- _WHAT YOU SHOULD DO_
Put every line of the data below into a JSON list of strings, one string per line, and leave out any blank lines.

- _EXTRACTED DATA_
▬▬▬▬▬▬▬▬▬▬
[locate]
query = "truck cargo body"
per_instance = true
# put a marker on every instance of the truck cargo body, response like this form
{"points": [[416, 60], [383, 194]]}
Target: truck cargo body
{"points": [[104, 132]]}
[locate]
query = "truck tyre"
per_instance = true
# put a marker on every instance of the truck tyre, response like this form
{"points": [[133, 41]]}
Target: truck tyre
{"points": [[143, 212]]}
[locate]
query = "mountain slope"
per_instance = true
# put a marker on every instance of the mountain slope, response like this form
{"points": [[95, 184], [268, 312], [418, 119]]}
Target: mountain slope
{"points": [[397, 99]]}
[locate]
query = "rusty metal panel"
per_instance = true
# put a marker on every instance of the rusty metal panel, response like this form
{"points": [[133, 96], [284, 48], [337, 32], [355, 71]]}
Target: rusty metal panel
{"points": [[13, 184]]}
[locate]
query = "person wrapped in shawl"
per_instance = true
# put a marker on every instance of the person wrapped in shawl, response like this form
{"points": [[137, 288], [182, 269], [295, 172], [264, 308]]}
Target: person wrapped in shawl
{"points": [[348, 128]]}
▬▬▬▬▬▬▬▬▬▬
- _EXERCISE ANSWER_
[
  "[locate]",
  "query = \"truck cargo body\"",
  "per_instance = true",
  "# put a marker on every instance of the truck cargo body, response like this form",
  "{\"points\": [[416, 60], [383, 194]]}",
  "Target: truck cargo body",
  "{\"points\": [[104, 132]]}",
  "[locate]",
  "query = \"truck tyre\"",
  "per_instance = true",
  "# put a marker on every instance of the truck tyre, response like this form",
  "{\"points\": [[133, 41]]}",
  "Target: truck tyre",
  "{\"points\": [[143, 212]]}",
  "[locate]",
  "query = \"mountain slope\"",
  "per_instance = true",
  "# put a marker on every instance of the mountain slope, response like this form",
  "{\"points\": [[95, 184], [268, 312], [418, 119]]}",
  "Target: mountain slope",
  "{\"points\": [[397, 99]]}",
  "[locate]",
  "query = \"rusty metal panel\"",
  "per_instance = true",
  "# put a marker on every instance of the rusty metal panel, response like this form",
  "{\"points\": [[133, 96], [284, 48], [337, 32], [355, 71]]}",
  "Target: rusty metal panel",
  "{\"points\": [[13, 184]]}",
  "[locate]",
  "query = \"person wrapped in shawl\"",
  "per_instance = true",
  "# put a marker on every instance of the person wrapped in shawl, response like this form",
  "{\"points\": [[137, 288], [182, 269], [295, 172], [264, 308]]}",
  "Target: person wrapped in shawl",
  "{\"points\": [[348, 128]]}"
]